▶ QUOTED PASSAGE:
⁂

2.2. Confirmatory factor analysis (CFA) models
Throughout the analysis, we used confirmatory factor analysis (CFA) to define a measurement model for cognitive data. The cognitive test items include a mix of binary, ordinal, and continuous items, and the CFA models were based on the correlation matrix of all items (including polychoric correlations between ordinal or binary items, polyserial correlations between an ordinal or binary item and a continuous item, and Pearson correlations between two continuous items). CFA of ordinal items on a polychoric correlation matrix is equivalent to a graded response IRT model and we refer to the use of these models for harmonization as IRT harmonization throughout the paper [20]. Parameter estimates from these models include the mean and variance of the latent trait, threshold and discrimination parameters for ordinal and binary items, and intercept and residual variance parameters for continuous items.
2.3. Harmonization of the subsuming domain: general cognitive functioning
In step 1 of the LLRT method, we developed harmonized scores of generalized cognitive functioning between samples using CFA as described above and an item banking approach [21]. The item banking approach involves first estimating a measurement model in a reference sample. Parameter estimates from this model are presumed to be population values. A second measurement model in a target sample is then used to obtain estimates for item parameters not in the item bank while constraining item parameters for items in the target sample data that do appear in the item bank to be equal to their presumed population values. Additional measurement models in other target samples can be added to this process to equate more than two samples. In our example, the United States was the reference sample, and England, followed by India, were the target samples.
The first step of this process was to evaluate the fit of CFA models independently to the target sample, and assess the need for methods factors to account for residual correlations among items with shared or similar content (e.g., items from the same cognitive test) [22]. Where the fit of the original CFA model was poor, methods factors were added where conceptually appropriate to improve model fit [8]. A list of the methods factors estimated in each sample is available in Appendix 1. Once we identified an appropriate set of methods factors for each sample, these were utilized in all subsequent CFA models for that sample.

⁂

▶ PROBLEMS TO WORK ON:
A. Reproduce verbatim the portion of the passage on harmonizing cognitive data starting with "The first step" and going on through "for that sample.".
B. List the parameter estimates that, according to the passage on harmonizing cognitive data, the CFA models produce.
C. Continue the passage on harmonizing cognitive data from the point at which it stops.

▶ GIVEN RECORDS:

⁂

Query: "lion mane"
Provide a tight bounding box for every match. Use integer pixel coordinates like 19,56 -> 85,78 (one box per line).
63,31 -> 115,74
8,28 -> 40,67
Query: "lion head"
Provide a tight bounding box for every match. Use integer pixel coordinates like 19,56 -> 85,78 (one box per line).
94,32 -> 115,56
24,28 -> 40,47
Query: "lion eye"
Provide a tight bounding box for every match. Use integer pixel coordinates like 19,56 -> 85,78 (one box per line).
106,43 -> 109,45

⁂

▶ PER-TASK OUTPUTS:
A.
The first step of this process was to evaluate the fit of CFA models independently to the target sample, and assess the need for methods factors to account for residual correlations among items with shared or similar content (e.g., items from the same cognitive test) [22]. Where the fit of the original CFA model was poor, methods factors were added where conceptually appropriate to improve model fit [8]. A list of the methods factors estimated in each sample is available in Appendix 1. Once we identified an appropriate set of methods factors for each sample, these were utilized in all subsequent CFA models for that sample.

B.
- Mean of the latent trait
- Variance of the latent trait
- Threshold parameters for ordinal and binary items
- Discrimination parameters for ordinal and binary items
- Intercept parameters for continuous items
- Residual variance parameters for continuous items

C.
Then, we estimated CFA models for the target samples. In our examples, the target samples were England and India (literate respondents only). In these CFA models, for all items that were shared between the reference and target sample (i.e., item parameters that were “in the bank” from the reference sample), we constrained item parameters to be identical to the item parameters estimated in the reference sample. For items that were not common between samples, we allowed item parameters to be freely estimated. We also freely estimated the mean and variance of the latent trait in the target sample, parameters that are identified as long as there is at least one mean or threshold and one measurement slope constrained to a banked parameter. As we moved on to additional target samples (e.g., India following England), we used item parameters estimated in the United States or England samples to serve as presumed known population values. As a final step, we estimated the mean and variance of the latent trait in the combined sample from a model with all item parameters fixed, and then obtained latent trait estimates from a model where all parameters were constrained based on prior models. The means and variances of the underlying trait are assumed to be equal to the estimated population values. By fixing the mean and variance of the latent trait in addition to all item parameters, we ensure that the generated factor scores are fixed for a given response pattern and not dependent upon the distributional properties of the analytic data file.
2.4. CFA models for the subdomain
We then ran CFA models separately for each of the samples to estimate executive function in each study. Methods factors were again included to capture residual covariation among items with shared content. Each model was internally scaled so that the latent trait had a mean of 0 and a standard deviation of 1 in each sample. All CFA models in this step and prior steps were estimated using a robust maximum likelihood estimator in Mplus version 8.
2.4. Linear equating of the subdomain to the subsuming domain
To transform internally scaled scores for the subdomain (e.g., executive functioning) within each study to the metric of the harmonized subsuming domain (e.g., general cognitive functioning), we used linear equating [9]. Linear equating is a method of linking two scales, which assumes that scores on one scale are a linear function of scores on the second scale. A transformation of person i’s score from the scale x (e.g., the subdomain score) to the scale y (e.g., the subsuming domain score) would therefore take the form:
where scorey(xi) is an individual’s subdomain (x) score re-expressed on the scale of the subsuming or related construct (y), σy and σx are the scale score means and standard deviations, μy, is the subsuming scale score mean, and μx is the subdomain mean. Estimated values are used in place of population parameters.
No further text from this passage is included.